Document segment =
## begin

MTN Group CEO Ralph Mupita has described the competition appeal court’s decision last week to approve the sale of a co-controlling stake in fibre operator Maziv to Vodacom as “very positive and constructive”.
After more than three-and-a-half years of regulatory wrangling, Vodacom South Africa was last week finally given the green light to acquire a co-controlling 30-34.95% stake in Maziv, the company that owns Vumatel and Dark Fibre Africa, down from 30-40% previously per an agreement with the Competition Commission.
Maziv will now get billions of rand in new capital flowing into its coffers that will allow it to speed up the roll-out of fibre network infrastructure across South Africa, including into townships – a stated objective.
The appeal court on Thursday gave its consent to the deal after the Competition Commission changed tack, initially recommending that the deal be blocked by the Competition Tribunal, and then recommending recently its approval after the merging parties agreed to further changes aimed at lessening the negative impact on competition in the fibre market.

## end

Listing =
## begin

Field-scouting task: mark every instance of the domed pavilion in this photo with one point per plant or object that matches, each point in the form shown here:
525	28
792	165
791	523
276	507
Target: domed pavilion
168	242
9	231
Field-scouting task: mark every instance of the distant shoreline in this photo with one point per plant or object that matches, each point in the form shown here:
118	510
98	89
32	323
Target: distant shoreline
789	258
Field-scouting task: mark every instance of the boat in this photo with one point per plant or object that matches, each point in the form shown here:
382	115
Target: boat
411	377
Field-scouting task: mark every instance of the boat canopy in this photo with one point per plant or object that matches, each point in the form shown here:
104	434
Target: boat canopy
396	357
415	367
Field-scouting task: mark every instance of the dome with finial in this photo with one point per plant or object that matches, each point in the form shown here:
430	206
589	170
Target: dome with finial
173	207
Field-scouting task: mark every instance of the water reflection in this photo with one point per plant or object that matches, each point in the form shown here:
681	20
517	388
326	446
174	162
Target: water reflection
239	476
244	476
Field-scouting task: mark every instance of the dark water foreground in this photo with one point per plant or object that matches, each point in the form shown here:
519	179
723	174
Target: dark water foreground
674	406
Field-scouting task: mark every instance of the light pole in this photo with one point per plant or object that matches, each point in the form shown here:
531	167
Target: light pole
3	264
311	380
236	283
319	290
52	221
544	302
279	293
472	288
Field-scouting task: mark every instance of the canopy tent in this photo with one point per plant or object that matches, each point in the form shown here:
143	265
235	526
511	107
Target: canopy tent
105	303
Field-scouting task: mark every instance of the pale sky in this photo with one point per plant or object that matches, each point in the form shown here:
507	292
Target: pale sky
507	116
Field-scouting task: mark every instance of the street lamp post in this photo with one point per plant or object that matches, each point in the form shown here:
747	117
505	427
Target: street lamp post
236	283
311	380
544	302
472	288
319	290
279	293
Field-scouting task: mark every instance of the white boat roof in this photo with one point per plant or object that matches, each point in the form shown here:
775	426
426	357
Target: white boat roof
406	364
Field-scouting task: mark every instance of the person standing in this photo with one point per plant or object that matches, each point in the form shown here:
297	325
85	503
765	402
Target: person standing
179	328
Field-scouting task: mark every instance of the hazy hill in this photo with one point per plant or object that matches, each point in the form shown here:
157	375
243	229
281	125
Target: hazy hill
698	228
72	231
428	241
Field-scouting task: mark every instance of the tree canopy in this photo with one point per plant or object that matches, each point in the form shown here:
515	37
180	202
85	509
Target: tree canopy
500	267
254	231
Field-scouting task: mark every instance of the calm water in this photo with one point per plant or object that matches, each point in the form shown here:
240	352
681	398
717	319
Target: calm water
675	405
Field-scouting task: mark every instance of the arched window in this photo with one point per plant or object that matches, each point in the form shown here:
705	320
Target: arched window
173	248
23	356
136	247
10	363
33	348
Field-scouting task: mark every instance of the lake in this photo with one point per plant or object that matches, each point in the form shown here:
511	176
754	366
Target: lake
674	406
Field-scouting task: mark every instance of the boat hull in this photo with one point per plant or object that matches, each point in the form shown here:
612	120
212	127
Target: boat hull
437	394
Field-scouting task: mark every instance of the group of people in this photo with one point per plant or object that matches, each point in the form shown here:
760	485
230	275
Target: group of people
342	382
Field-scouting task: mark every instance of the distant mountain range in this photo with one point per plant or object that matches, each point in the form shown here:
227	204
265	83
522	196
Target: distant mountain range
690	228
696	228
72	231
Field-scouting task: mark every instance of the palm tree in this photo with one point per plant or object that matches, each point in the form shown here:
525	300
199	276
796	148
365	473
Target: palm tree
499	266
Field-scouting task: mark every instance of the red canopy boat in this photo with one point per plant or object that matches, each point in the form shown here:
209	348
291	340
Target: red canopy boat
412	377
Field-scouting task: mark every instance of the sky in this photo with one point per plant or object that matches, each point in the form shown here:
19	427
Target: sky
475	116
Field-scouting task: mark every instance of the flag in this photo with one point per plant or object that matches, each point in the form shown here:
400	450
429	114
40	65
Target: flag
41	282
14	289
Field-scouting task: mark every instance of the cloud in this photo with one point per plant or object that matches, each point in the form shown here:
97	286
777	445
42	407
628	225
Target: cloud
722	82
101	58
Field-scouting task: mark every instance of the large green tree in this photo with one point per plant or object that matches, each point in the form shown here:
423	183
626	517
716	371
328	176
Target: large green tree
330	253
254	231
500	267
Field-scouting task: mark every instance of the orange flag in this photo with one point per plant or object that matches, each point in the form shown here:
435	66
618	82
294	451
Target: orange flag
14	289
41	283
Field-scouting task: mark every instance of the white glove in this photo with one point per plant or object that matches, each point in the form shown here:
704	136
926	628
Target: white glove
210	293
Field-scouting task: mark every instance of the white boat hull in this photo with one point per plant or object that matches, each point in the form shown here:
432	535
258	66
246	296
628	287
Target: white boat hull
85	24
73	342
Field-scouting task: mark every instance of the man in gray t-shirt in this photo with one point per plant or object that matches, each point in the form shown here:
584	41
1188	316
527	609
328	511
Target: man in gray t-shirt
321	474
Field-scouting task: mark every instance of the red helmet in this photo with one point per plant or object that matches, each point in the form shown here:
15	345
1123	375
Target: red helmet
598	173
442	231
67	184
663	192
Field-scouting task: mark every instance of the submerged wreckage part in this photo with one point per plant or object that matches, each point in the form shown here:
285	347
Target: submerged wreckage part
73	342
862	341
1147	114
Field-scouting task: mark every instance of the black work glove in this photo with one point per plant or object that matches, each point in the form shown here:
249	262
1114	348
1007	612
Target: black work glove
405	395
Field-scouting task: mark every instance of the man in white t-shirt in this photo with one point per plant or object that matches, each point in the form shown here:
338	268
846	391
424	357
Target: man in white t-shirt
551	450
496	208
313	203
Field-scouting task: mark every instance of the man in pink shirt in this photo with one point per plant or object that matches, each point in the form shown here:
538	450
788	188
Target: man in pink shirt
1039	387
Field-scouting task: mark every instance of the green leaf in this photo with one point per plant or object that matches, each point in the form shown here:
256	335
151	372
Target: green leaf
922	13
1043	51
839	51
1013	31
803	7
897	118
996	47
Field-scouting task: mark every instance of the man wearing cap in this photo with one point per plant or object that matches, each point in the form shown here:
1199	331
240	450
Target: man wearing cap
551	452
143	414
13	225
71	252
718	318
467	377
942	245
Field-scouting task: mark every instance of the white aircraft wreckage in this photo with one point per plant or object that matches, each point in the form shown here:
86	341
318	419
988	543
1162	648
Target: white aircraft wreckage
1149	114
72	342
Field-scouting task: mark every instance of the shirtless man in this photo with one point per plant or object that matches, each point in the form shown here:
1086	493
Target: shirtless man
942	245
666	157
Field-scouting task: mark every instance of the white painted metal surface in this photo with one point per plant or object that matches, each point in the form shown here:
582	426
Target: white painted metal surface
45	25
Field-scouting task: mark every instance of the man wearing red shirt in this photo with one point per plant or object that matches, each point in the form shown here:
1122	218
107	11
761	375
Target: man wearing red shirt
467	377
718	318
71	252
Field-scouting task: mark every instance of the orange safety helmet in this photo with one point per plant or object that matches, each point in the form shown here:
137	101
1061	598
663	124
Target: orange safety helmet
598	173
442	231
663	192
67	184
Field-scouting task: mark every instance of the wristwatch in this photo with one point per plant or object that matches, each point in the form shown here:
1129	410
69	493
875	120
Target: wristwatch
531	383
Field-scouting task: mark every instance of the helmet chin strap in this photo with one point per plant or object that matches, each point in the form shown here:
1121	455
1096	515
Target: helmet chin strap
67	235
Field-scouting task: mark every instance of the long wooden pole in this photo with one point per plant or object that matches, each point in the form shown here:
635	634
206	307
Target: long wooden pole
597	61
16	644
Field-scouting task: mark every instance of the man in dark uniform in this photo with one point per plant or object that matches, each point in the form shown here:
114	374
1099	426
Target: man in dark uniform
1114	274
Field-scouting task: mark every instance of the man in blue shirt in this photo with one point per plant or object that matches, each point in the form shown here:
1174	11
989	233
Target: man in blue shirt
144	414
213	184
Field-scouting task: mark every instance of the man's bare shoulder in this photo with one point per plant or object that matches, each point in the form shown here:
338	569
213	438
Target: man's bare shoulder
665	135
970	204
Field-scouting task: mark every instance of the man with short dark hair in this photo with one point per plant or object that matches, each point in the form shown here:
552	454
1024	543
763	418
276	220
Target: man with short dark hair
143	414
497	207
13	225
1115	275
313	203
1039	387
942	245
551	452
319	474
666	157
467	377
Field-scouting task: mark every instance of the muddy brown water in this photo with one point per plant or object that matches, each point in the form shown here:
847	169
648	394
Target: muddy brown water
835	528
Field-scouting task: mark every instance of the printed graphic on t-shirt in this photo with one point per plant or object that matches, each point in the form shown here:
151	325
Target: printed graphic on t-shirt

## end

Problems to solve =
**a)** In the Maziv deal report, what size of stake in Maziv has Vodacom South Africa been cleared to acquire?
**b)** List every competition regulator or court named in the Maziv deal report.

Task-by-task outputs =
**a)** A co-controlling stake of 30-34.95%.

**b)**
- Competition appeal court
- Competition Commission
- Competition Tribunal